Put every one of the records below into a two-column CSV with the header row entry,answer. Give one row per record, with its text in the first quoted field and its answer in the second, and replace any line breaks with spaces.

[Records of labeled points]
= = = =
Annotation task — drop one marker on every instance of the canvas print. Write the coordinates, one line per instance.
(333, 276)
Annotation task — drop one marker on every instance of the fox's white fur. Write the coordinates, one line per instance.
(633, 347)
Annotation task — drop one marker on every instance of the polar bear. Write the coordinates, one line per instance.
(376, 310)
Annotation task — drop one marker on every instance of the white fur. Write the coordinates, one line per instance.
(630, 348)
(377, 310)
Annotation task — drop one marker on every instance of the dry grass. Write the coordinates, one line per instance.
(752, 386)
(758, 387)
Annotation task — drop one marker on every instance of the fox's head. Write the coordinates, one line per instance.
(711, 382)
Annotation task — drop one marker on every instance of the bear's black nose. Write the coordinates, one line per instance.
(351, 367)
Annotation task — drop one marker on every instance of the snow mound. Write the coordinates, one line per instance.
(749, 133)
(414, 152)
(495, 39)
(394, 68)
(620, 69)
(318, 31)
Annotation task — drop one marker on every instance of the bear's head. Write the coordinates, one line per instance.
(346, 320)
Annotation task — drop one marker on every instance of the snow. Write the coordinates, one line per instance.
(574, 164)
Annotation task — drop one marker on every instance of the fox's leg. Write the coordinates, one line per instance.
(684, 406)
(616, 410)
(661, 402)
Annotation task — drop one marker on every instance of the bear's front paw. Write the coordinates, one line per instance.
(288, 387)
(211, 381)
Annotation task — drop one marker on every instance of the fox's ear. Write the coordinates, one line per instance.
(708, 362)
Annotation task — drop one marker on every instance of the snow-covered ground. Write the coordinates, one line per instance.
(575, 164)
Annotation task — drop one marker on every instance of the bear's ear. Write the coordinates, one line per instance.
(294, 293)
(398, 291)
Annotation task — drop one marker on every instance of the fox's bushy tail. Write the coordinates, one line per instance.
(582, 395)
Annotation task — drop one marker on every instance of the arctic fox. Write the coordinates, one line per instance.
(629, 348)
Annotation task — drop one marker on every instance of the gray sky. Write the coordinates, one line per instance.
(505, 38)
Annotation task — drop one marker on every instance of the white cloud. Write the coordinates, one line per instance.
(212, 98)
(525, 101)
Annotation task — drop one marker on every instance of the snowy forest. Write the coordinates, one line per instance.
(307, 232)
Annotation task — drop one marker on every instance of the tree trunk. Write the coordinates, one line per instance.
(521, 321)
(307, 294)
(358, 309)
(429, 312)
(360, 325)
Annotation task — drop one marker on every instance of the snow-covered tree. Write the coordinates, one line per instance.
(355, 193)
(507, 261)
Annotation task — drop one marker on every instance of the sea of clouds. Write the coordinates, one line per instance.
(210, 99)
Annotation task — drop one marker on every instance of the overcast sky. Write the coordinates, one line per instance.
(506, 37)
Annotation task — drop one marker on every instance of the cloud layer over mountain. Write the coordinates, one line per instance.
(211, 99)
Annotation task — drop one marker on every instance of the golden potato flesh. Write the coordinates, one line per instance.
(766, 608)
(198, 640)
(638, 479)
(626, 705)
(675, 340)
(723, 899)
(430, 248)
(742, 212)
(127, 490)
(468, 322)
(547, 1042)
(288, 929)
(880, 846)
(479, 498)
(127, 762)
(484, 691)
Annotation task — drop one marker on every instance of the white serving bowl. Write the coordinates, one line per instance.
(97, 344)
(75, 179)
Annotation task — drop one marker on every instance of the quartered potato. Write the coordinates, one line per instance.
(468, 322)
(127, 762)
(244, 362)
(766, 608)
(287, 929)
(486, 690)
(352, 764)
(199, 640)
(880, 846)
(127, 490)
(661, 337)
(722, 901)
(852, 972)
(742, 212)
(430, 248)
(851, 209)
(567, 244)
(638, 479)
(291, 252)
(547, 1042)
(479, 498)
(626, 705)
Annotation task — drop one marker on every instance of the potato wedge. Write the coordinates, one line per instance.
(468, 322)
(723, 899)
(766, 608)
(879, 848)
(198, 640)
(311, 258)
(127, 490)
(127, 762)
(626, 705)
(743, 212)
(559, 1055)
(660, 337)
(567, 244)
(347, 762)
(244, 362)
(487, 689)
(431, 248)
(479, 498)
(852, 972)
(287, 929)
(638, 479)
= = = =
Completed exercise >>
entry,answer
"Annotation task — drop one marker on every instance of the canvas print. Write the coordinates, one line per instance.","(333, 276)"
"Annotation task — drop one marker on every instance of the fox's white fur. Write the coordinates, one line per instance.","(633, 347)"
"Annotation task — drop one marker on every instance of the polar bear. Write the coordinates, one line per instance.","(376, 310)"
"Annotation task — drop one marker on every instance of the white fur. Write the coordinates, one line per instance.","(630, 348) (377, 310)"
"Annotation task — drop one marker on every instance of the dry grass. Write the coordinates, one line per instance.","(752, 386) (758, 387)"
"Annotation task — drop one marker on every instance of the fox's head. Write the coordinates, one line per instance.","(711, 382)"
"Annotation task — drop one marker on every instance of the bear's black nose. Write the coordinates, one line per instance.","(351, 367)"
"Annotation task — drop one marker on every instance of the snow mound. Write the coordinates, one line per instance.","(749, 133) (414, 152) (495, 39) (394, 68) (620, 69) (318, 31)"
"Annotation task — drop one marker on every instance of the bear's head. Write the coordinates, one line per instance.","(346, 320)"
"Annotation task — drop one marker on every instance of the snow. Write the coordinates, one line per instance.","(574, 164)"
"Annotation task — drop one marker on every instance of the fox's leg. Write the coordinates, one line per instance.","(684, 406) (616, 410) (661, 402)"
"Annotation task — drop one marker on every instance of the bear's front paw. Write the coordinates, one line per instance.","(288, 387) (211, 381)"
"Annotation task — drop one marker on every instance of the fox's ear. Write the coordinates, one line per instance.","(708, 362)"
"Annotation task — drop one marker on every instance of the snow-covered ground. Write the coordinates, one line per instance.","(575, 164)"
"Annotation task — drop one marker on every instance of the bear's ear. Write the coordinates, one line per instance.","(294, 293) (398, 291)"
"Annotation task — drop one marker on every instance of the fox's bushy tail. Write the coordinates, one line per instance.","(582, 395)"
"Annotation task — drop one marker on every instance of the arctic fox. Write the coordinates, one line per instance.","(629, 348)"
"Annotation task — drop one marker on every instance of the gray sky. Write the coordinates, one line per instance.","(505, 38)"
"Annotation task — drop one marker on every instance of the white cloud. Write the coordinates, one line per instance.","(212, 98) (525, 101)"
"Annotation task — drop one marker on every instance of the snowy forest. Write the coordinates, one line per instance.","(307, 232)"
"Annotation task — drop one marker on every instance of the tree trunk. Write the coordinates, one line per instance.","(521, 321) (307, 294) (358, 309) (429, 312) (360, 325)"
"Annotation task — drop one marker on every instance of the snow-covered tree. Write the coordinates, one line per instance.","(355, 193) (507, 261)"
"Annotation task — drop one marker on every instance of the sea of clouds. Write the coordinates, one line per instance.","(210, 99)"
"Annotation task — drop one marker on every instance of the overcast sky. Write the coordinates, one line per instance.","(506, 37)"
"Annotation task — drop one marker on every instance of the cloud layer over mountain. Write the coordinates, one line per instance.","(211, 99)"
"Annotation task — drop one marker on every instance of the golden potato flesh. Write the coordinates, one line per instance.","(766, 608) (198, 640) (638, 479) (626, 705) (675, 340) (723, 899) (430, 248) (742, 212) (127, 490) (468, 322) (547, 1042) (288, 929) (880, 846) (479, 498) (127, 762) (484, 691)"
"Annotation task — drop one marker on every instance of the white serving bowl. Write the coordinates, one line per instance.","(97, 344) (75, 179)"
"Annotation task — drop one marker on every instance of the quartered potato. Write the coordinates, one line per instance.","(468, 322) (127, 762) (244, 362) (766, 608) (287, 929) (486, 690) (352, 764) (199, 640) (880, 846) (127, 490) (661, 337) (722, 901) (852, 972) (742, 212) (430, 248) (851, 209) (567, 244) (638, 479) (291, 252) (547, 1042) (479, 498) (626, 705)"
"Annotation task — drop one marker on every instance of the potato wedge. Write the coordinates, one line per instance.","(468, 322) (723, 899) (766, 608) (879, 848) (198, 640) (311, 258) (127, 490) (127, 762) (626, 705) (743, 212) (559, 1055) (660, 337) (567, 244) (347, 762) (244, 362) (487, 689) (431, 248) (479, 498) (852, 972) (287, 929) (638, 479)"